--- Activity list ---
**A.** Copy from the bovine kobuvirus article word for word, starting with "So far, no other" and going on through "health, Wang said.".
**B.** Using the bovine kobuvirus article, answer each question briefly.
(i) In what year and country was the virus first discovered?
(ii) What virus family does it belong to?
(iii) How many calves had their intestines analyzed in the new study?

Bovine kobuvirus is so new to scientists that there’s a lot they still don’t know about about the disease. First discovered in Japan in 2003, bovine kobuvirus is now known to have made its ways to the U.S. The findings have been published in a report in the journal Emerging Infectious Diseases.
Bovine kobuvirus belongs to a family of viruses known as Picornaviridae, which includes Rhinovirus, a source of head colds and sinus infections in humans; and Poliovirus, which causes polio.
Previous studies conducted elsewhere in the world have found bovine kobuvirus in fecal samples of cattle with diarrhea. The new study confirmed this association by sequencing the microbial DNA in samples from cattle in the U.S. and analyzing the intestines of two calves that died after infection.
“Only bovine kobuvirus was detected in both cases,” said University of Illinois veterinary clinical medicine professor Dr. Leyi Wang, who led the new study. “This provides evidence that this virus is the causative agent for calf diarrhea.”
So far, no other negative associations with bovine infection have been observed. However, since almost no one in North America is looking for the virus in cattle or other species, it remains to be seen how this emerging disease agent influences health, Wang said.

--- Supplied data ---
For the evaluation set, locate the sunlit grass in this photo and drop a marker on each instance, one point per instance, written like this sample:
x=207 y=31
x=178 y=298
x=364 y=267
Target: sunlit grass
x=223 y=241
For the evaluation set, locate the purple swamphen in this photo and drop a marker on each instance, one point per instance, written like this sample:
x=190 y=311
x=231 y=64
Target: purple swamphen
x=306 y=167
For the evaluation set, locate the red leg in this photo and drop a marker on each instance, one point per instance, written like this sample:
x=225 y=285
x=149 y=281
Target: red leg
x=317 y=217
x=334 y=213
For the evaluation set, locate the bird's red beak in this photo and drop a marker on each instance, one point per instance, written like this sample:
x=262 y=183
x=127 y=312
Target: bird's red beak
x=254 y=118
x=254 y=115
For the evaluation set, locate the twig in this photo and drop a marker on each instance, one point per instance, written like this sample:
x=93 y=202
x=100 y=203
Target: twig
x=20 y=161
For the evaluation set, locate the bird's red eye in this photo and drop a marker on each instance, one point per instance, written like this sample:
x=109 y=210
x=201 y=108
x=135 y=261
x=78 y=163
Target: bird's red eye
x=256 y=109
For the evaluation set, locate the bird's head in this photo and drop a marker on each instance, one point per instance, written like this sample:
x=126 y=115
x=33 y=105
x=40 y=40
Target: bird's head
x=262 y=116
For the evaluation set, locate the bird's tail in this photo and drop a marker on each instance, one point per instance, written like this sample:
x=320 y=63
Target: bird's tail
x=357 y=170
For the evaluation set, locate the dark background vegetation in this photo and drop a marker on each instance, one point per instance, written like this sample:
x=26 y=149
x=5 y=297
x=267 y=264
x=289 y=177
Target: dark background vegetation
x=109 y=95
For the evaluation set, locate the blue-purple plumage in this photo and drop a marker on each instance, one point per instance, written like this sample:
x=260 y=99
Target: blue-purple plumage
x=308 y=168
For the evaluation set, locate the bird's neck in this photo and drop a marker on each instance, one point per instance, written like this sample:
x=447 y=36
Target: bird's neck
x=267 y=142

--- Answers for the exercise ---
**A.**
So far, no other negative associations with bovine infection have been observed. However, since almost no one in North America is looking for the virus in cattle or other species, it remains to be seen how this emerging disease agent influences health, Wang said.

**B.**
(i) 2003, in Japan
(ii) Picornaviridae
(iii) Two